• [Goal]: Rewrite every line of the rows below, requests included, but leave out the pictures. Multiply each coordinate in the answers by 0.6 and round it to a whole number, with halves rounded up.
══════════
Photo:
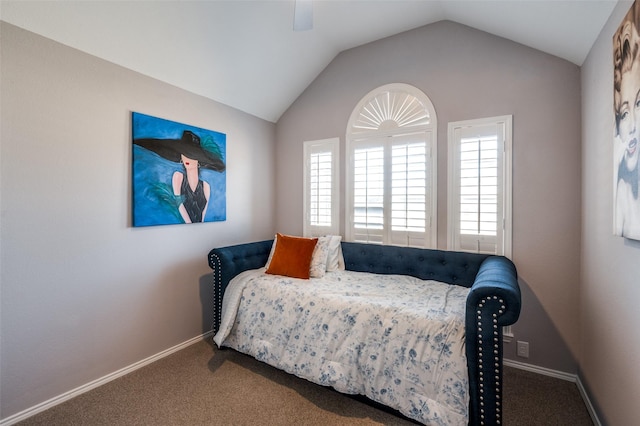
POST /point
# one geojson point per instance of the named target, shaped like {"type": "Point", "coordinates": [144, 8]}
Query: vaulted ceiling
{"type": "Point", "coordinates": [245, 54]}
══════════
• [Full output]:
Photo:
POST /point
# one geojson point per instance of the named target, shaped like {"type": "Point", "coordinates": [144, 8]}
Query: vaulted ceiling
{"type": "Point", "coordinates": [147, 32]}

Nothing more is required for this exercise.